*Location annotation dataset excerpts*:
++++++
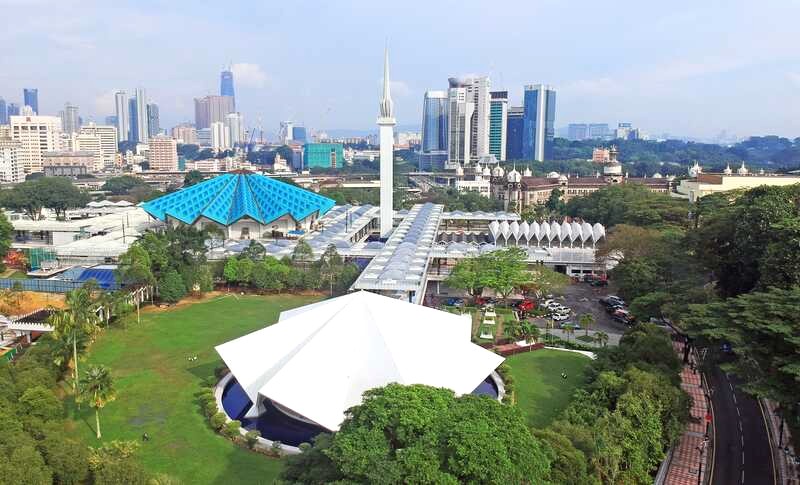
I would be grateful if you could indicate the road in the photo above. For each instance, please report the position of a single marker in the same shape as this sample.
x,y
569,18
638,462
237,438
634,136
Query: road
x,y
742,454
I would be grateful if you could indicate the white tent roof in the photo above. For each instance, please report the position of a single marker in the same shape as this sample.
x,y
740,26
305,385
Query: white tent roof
x,y
319,359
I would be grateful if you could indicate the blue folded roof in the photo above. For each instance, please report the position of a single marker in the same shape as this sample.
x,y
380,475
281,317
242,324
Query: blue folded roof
x,y
229,197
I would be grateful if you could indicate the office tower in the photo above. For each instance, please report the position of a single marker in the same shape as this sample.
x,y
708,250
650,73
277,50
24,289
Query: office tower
x,y
498,119
185,134
162,154
153,124
123,117
577,131
10,170
220,139
30,97
538,129
514,133
234,125
36,135
286,132
226,86
70,121
142,129
386,124
106,136
212,109
299,134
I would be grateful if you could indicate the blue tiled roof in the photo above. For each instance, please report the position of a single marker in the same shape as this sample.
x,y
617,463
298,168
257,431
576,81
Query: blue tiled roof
x,y
227,198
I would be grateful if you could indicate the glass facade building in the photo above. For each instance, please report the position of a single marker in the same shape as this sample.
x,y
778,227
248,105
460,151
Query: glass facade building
x,y
31,98
514,133
323,155
539,116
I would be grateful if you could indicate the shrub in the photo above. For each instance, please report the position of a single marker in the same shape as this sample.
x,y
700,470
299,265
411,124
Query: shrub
x,y
251,437
218,421
231,429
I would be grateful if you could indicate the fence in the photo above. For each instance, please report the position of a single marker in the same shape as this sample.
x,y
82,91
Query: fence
x,y
46,286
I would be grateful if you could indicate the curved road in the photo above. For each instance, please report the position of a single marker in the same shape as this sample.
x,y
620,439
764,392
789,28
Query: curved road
x,y
742,454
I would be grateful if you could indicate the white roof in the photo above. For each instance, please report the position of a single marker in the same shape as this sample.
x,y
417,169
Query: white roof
x,y
319,359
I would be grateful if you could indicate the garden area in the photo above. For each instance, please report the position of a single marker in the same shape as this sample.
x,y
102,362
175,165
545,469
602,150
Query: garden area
x,y
159,366
539,388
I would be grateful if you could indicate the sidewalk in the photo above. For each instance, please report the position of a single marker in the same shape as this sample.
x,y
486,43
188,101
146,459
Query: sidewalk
x,y
686,455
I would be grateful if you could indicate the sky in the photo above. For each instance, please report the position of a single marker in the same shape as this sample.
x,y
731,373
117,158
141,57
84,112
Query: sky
x,y
689,68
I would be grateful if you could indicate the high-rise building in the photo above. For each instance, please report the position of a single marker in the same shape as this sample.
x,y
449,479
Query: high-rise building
x,y
106,136
226,85
162,154
220,139
30,97
386,124
498,119
434,122
153,124
10,170
70,121
286,132
185,134
142,126
538,122
36,135
212,109
234,125
123,117
514,127
577,131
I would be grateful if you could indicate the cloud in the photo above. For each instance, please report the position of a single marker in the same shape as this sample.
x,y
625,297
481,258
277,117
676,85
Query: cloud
x,y
250,75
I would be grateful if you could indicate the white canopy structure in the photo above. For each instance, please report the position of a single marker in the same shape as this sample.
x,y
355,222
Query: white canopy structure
x,y
318,360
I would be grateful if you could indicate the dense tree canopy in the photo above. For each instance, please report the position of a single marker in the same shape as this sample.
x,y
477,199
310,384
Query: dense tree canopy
x,y
420,434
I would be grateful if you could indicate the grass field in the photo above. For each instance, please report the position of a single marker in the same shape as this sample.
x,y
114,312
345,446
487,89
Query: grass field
x,y
156,386
540,390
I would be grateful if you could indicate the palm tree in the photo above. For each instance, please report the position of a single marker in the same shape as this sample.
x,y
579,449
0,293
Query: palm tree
x,y
98,389
75,325
586,320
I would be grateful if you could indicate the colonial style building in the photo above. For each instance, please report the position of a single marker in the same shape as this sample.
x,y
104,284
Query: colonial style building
x,y
520,190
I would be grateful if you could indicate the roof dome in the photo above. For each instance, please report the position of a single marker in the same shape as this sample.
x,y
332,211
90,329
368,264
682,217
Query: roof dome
x,y
229,197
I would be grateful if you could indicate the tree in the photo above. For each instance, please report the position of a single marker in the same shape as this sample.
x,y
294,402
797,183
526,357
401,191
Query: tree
x,y
586,320
468,275
171,288
76,324
192,177
99,390
420,434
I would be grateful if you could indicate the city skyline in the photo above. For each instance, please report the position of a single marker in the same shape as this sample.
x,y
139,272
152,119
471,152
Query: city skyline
x,y
659,78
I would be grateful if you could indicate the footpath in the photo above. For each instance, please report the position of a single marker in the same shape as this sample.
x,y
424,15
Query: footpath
x,y
690,456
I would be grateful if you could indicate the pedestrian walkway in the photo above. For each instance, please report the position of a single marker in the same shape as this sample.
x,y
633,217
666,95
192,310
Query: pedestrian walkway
x,y
692,449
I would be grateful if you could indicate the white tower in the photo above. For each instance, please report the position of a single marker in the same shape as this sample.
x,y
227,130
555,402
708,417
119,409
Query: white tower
x,y
386,124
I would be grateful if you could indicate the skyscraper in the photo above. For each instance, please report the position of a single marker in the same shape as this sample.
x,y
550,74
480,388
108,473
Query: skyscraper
x,y
142,130
31,98
386,124
498,118
153,125
514,127
70,121
538,129
123,117
226,85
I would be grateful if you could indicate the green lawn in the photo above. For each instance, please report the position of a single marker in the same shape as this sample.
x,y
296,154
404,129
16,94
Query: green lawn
x,y
540,391
156,387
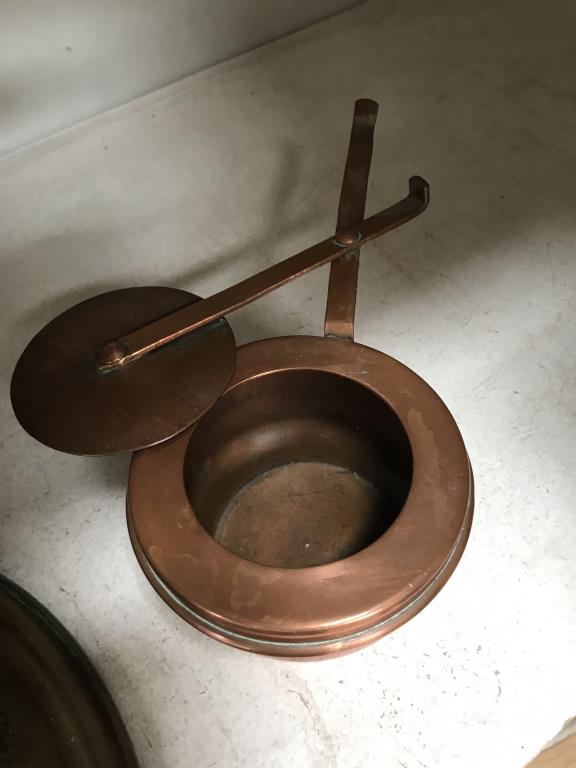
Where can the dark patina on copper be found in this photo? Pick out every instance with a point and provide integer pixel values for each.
(54, 710)
(324, 499)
++++++
Repeat these lines exactly, leaving out the pictures.

I would be grateful if you could indicate the road in the photo above. For each instance, please report the position of a single marker in the same shape as this sample.
x,y
569,18
638,462
237,438
634,136
Query: road
x,y
742,454
I would be grateful if you could indicate the white tent roof in the photo above. For each instance, please report the position of a single marker in the same shape as this sample.
x,y
740,26
305,385
Query: white tent roof
x,y
319,359
I would be grateful if you could indicate the blue folded roof in the photo above. For each instance, please report the position of a single marker in the same shape as this sample.
x,y
380,475
281,317
242,324
Query: blue folded roof
x,y
229,197
I would be grateful if you could indicate the office tower in the photo above. For each instance, please report the position of a single marker in the same shape as this sample.
x,y
708,250
650,73
277,50
24,289
Query: office tower
x,y
498,119
185,134
162,154
153,124
123,117
577,131
10,170
220,139
30,97
538,129
514,133
234,125
36,135
286,132
226,86
70,121
142,129
386,124
106,136
212,109
299,134
I would be grateful if you could indicate the blue tiled roof in the photo above. For each instance, please report the position of a single marker in the same shape as this sample.
x,y
617,463
298,168
257,431
576,81
Query: blue tiled roof
x,y
227,198
I would be grateful if you could indicate the glass facade building in the photo above. For each instance, please report the position of a single marker in the same shape as this sample.
x,y
778,227
248,105
460,151
Query: glass facade building
x,y
31,98
514,133
323,155
539,116
I would be grateful if you could indicate the shrub in the photo above. For each instance, please report the position of a single marker in the same shape as this sample.
x,y
700,470
299,265
411,124
Query: shrub
x,y
251,437
218,421
231,429
I would be grateful if you could indicate the fence in the photo above. For each instance, please report the position of a single marker in the same shape as this sample.
x,y
82,91
Query: fence
x,y
46,286
I would be grateful if you could indicate the curved road in the photo above. For each instance, please report the position of a single marker in the same shape as this sample.
x,y
620,439
764,392
789,28
Query: curved road
x,y
742,454
I would be grateful if you could indicate the white roof in the photo above. For each instance, please report the position of a single marker in the same shape as this sample.
x,y
417,169
Query: white roof
x,y
319,359
I would be grateful if you could indicate the garden area in the photo above. For each instance, please report the position of a single marker in the same shape as this sample.
x,y
102,362
175,165
545,469
602,150
Query: garden area
x,y
159,366
539,388
I would be grateful if you could indicate the sidewalk in the photo above. For each instance, please report the position of a single marker in the same shape as this sample.
x,y
486,43
188,101
146,459
Query: sidewalk
x,y
686,455
I would be grateful if you could indicate the sky in the photo above. For each instance, please report the position of a single marker in the same shape as this sample.
x,y
731,373
117,158
141,57
84,112
Query: sky
x,y
689,68
I would be grateful if you could indicate the high-rise building in the photo above. For each instance, please report the position of a single marker in the same shape as this sample.
x,y
449,479
Query: high-rise building
x,y
106,136
226,85
162,154
220,139
30,97
386,124
498,119
434,122
153,124
10,170
70,121
286,132
185,134
142,126
538,122
36,135
212,109
234,125
123,117
514,127
577,131
I would be grateful if you could indicate the cloud in the photo above. For each instance, please report the position of a single marker in the same shape as this sample.
x,y
625,297
481,258
277,117
676,85
Query: cloud
x,y
250,75
I would be grateful if you could indicate the white canopy structure in the photo above. For each instance, please report the position of a single marker in the same shape as this sample.
x,y
355,222
Query: white canopy structure
x,y
318,360
I would be grateful if you could indicate the dense tree canopy in the photo above. For each instance, please report the position of a single marker in the same shape as this sample.
x,y
477,199
310,384
Query: dense tree canopy
x,y
420,434
I would be grateful if you could indicate the grass field in the photo above. For each instance, please report the position of a single marker in the same shape as this sample.
x,y
114,312
345,446
487,89
Query: grass field
x,y
156,386
540,390
I would be grateful if you could indicate the palm tree in the photo above. For each instance, please report the position of a single marker in the same shape as this sample.
x,y
579,449
0,293
Query: palm tree
x,y
98,389
75,325
586,320
I would be grateful if you could indicate the colonial style building in the photo above. For each instance, please report the position of a single marker in the same shape as this sample.
x,y
104,284
Query: colonial style building
x,y
520,190
I would be grateful if you could indicate the roof dome in the photo above. For each instance, please report the position of a single marker in the same shape as this sample.
x,y
332,211
90,329
368,264
682,217
Query: roof dome
x,y
229,197
I would be grateful if you could indicate the tree in the photo above. For each instance, please report the position of a single marker in the same shape as this sample.
x,y
294,402
797,183
526,357
401,191
Query: tree
x,y
586,320
468,275
171,288
76,324
192,177
99,390
420,434
I would be grateful if you could indicate the city skyline in the photo above. For each instance, please report the position of a single marker in the same shape as this sample.
x,y
139,272
152,119
471,152
Query: city skyline
x,y
659,78
I would be grateful if you could indicate the footpath in the photo above. For each instance, please report the position of a single marker in the same shape as this sample.
x,y
424,15
Query: footpath
x,y
690,456
I would be grateful if you could indicate the pedestrian walkway in the photo above. For each instance, please report the position of a single marker in the same shape as this sample.
x,y
633,217
666,95
192,310
Query: pedestrian walkway
x,y
692,449
I would be grateful if you could indicate the white tower in the photo above. For each instance, please report the position of a single marker in the same shape as this sample.
x,y
227,130
555,402
708,417
119,409
Query: white tower
x,y
386,124
I would be grateful if you could indicate the skyscraper in the photo above. For each instance, please report the position of a single marker in the same shape as this sample.
x,y
550,74
480,388
108,473
Query: skyscraper
x,y
142,130
31,98
386,124
498,118
153,125
514,127
70,121
538,129
123,117
226,85
I would be grateful if you could indicate the green lawn in the photo above. For each instance, please report the position of a single marker in the same shape as this sample.
x,y
296,154
404,129
16,94
Query: green lawn
x,y
540,391
156,387
Where can the dark patina on copper be found in this photo? Pick out every instance with a point and provide integer pixel values for each.
(54, 710)
(324, 499)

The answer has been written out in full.